RECORDS FOR THE TASK>
-- -- --

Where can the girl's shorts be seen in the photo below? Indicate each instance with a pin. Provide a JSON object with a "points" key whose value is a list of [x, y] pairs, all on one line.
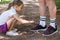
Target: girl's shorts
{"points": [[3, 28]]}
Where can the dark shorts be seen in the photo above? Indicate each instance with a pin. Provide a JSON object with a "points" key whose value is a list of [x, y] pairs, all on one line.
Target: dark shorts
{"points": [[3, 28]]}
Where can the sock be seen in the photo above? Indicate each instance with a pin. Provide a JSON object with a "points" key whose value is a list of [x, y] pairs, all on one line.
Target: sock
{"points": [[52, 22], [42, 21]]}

-- -- --

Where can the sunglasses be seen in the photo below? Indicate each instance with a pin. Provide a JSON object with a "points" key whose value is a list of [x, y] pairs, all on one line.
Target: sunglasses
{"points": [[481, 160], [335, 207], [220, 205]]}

-- -- --

WHAT THE TASK ASKS> Gather all lines of the records that include the word "above".

RESULT FOR THIS EXERCISE>
Where can the dark shorts be seen in the photo above? Indicate each instance with a pin. Provide a JSON object with a "points" key whose value is a list of [x, y] pairs, all on one line.
Where can the sock be seen in the photo above? Indicate each instance with a pin. Provide a JSON object with a "points" key whose value is a list of [x, y] pairs, all on one line.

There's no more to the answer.